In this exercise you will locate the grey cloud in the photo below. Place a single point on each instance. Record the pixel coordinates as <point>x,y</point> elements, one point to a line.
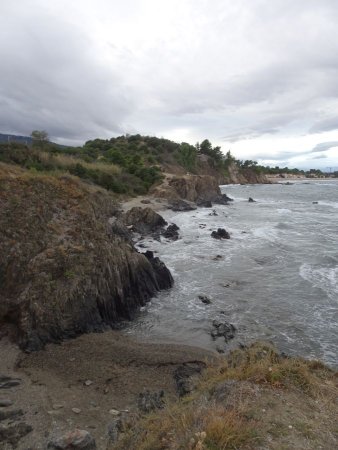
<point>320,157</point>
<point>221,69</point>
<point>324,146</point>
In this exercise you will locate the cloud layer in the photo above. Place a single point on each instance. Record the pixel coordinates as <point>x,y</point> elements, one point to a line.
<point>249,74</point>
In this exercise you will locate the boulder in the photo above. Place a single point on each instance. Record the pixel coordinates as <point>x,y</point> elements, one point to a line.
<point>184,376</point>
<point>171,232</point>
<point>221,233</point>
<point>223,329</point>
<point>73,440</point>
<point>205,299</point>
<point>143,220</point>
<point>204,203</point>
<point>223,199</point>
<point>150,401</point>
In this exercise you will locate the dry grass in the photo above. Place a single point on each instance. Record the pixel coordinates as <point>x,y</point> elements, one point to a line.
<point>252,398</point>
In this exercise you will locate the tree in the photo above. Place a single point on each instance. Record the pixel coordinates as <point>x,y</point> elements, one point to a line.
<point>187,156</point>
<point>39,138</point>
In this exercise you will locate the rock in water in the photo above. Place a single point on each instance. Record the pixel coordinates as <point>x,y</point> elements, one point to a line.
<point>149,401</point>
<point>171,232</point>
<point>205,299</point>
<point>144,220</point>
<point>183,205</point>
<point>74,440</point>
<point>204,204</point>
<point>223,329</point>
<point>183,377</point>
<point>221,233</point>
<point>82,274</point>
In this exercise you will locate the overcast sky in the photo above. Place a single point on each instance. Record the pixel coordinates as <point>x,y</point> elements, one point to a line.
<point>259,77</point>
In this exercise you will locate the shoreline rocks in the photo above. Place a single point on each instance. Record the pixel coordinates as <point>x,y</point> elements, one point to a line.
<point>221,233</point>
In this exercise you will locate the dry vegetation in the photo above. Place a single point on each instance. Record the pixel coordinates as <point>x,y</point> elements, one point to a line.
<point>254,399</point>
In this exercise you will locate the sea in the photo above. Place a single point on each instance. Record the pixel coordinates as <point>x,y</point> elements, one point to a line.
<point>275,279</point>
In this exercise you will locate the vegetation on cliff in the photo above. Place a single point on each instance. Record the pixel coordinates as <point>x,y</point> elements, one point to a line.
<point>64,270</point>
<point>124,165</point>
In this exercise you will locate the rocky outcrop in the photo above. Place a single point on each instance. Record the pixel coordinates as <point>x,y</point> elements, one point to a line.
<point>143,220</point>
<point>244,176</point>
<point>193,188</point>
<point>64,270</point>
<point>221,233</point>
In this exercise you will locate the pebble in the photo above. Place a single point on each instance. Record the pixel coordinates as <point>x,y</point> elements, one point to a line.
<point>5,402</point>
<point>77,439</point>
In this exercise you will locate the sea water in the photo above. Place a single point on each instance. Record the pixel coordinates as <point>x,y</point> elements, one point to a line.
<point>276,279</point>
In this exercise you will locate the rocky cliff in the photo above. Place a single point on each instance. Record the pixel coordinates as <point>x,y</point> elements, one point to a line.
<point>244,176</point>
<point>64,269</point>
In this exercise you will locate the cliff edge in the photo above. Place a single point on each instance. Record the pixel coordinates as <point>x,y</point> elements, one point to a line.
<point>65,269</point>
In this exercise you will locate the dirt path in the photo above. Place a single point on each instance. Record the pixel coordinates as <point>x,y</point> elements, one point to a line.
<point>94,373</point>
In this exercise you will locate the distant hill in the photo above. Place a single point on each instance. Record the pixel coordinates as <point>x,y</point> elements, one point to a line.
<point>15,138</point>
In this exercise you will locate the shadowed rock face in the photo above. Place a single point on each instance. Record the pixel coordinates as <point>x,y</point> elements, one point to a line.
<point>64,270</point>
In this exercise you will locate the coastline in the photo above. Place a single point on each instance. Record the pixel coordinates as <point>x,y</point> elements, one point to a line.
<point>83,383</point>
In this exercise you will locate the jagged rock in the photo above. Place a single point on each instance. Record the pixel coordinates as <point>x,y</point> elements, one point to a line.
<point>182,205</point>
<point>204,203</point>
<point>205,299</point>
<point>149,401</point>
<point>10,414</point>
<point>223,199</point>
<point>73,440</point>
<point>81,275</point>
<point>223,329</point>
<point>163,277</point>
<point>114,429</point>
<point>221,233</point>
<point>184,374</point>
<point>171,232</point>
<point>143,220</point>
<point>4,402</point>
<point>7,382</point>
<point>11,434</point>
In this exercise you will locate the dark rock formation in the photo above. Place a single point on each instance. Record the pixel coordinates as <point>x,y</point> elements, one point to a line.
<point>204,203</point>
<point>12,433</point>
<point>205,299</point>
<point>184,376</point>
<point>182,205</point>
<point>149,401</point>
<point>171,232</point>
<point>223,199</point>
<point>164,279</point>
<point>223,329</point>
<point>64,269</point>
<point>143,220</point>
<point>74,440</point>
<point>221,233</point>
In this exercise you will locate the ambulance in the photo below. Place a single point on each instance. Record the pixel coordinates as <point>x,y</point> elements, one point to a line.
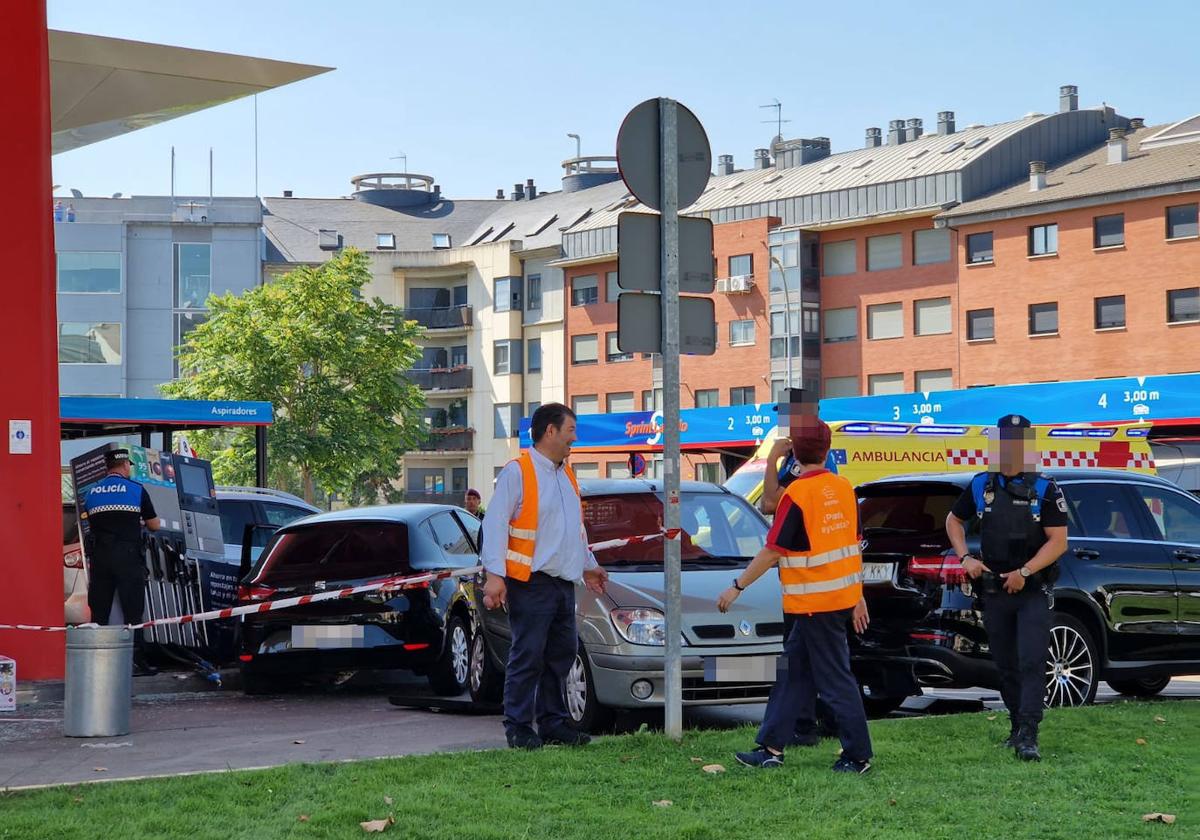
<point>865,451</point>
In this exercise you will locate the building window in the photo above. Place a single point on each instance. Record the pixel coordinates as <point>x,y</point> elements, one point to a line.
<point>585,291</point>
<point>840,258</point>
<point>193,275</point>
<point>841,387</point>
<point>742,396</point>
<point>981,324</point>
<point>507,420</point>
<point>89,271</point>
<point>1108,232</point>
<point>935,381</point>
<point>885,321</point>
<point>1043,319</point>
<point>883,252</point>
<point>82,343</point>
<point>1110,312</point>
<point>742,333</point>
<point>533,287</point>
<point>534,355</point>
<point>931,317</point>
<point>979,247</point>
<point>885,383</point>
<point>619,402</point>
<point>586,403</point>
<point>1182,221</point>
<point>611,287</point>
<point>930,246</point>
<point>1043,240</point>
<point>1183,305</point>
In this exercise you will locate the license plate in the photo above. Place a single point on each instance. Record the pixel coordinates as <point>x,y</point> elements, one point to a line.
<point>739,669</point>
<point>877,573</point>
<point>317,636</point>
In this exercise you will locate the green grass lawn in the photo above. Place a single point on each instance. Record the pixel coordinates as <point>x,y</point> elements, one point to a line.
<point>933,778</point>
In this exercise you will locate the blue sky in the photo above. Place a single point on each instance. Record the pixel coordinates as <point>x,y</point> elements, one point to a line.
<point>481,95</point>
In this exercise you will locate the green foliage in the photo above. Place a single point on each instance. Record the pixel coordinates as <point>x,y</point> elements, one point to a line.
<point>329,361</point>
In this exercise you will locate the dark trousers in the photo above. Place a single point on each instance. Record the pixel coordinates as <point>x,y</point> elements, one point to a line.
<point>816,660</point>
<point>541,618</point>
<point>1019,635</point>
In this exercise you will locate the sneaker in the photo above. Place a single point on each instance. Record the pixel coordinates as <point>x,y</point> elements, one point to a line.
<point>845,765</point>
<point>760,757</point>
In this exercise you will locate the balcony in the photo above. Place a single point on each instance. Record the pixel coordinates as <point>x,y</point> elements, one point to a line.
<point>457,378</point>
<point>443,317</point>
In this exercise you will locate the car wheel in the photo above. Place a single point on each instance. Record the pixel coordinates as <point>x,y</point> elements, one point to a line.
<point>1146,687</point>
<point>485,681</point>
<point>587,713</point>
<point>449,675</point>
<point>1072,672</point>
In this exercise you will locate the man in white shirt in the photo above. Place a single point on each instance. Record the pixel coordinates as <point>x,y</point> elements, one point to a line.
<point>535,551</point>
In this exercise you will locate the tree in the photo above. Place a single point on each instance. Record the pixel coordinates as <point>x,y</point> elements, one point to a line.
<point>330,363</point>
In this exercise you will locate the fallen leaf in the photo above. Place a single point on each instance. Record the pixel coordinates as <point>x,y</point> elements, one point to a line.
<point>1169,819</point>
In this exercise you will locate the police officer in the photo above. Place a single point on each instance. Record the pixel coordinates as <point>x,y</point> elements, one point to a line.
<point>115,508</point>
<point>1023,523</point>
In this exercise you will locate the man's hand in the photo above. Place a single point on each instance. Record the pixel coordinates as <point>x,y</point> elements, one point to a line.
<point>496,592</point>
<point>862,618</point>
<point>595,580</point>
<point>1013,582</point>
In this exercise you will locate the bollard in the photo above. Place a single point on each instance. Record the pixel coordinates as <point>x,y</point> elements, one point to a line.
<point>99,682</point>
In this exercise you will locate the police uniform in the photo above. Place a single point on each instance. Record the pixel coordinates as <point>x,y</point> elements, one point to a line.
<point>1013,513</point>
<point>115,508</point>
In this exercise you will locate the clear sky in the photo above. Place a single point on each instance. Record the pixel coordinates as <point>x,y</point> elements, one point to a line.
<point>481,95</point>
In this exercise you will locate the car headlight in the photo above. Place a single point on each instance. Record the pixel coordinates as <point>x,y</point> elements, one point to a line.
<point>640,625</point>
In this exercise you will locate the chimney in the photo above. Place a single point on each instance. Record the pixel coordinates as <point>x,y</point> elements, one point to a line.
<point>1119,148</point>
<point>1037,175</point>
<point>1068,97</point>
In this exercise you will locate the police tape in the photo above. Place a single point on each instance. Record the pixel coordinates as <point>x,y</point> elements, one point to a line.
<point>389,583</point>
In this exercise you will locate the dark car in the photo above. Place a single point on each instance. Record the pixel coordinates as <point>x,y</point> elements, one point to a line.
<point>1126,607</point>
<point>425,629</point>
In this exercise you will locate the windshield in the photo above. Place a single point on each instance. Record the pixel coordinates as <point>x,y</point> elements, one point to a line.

_ _ _ _ _

Put the lines of the records from the one holding "In this exercise you will locate the dark rock" through the one holding "<point>865,451</point>", inclusive, into a Markdown table with a Row column numbering each line and a Line column. Skip blank lines and leave out the pictures.

| Row | Line |
|---|---|
| 1 | In this exercise you will locate the dark rock formation in the photo above. Place a single point on each instance. Record the pixel coordinates as <point>x,y</point> elements, one point to a line. |
| 2 | <point>204,203</point> |
| 3 | <point>12,433</point> |
| 4 | <point>205,299</point> |
| 5 | <point>184,376</point> |
| 6 | <point>182,205</point> |
| 7 | <point>149,401</point> |
| 8 | <point>171,232</point> |
| 9 | <point>223,199</point> |
| 10 | <point>164,279</point> |
| 11 | <point>223,329</point> |
| 12 | <point>64,269</point> |
| 13 | <point>143,220</point> |
| 14 | <point>74,440</point> |
| 15 | <point>221,233</point> |
| 16 | In this exercise you will locate the ambulance in the photo below. Place a single point on each instance. Record the pixel coordinates as <point>x,y</point> elements, one point to a line. |
| 17 | <point>865,451</point> |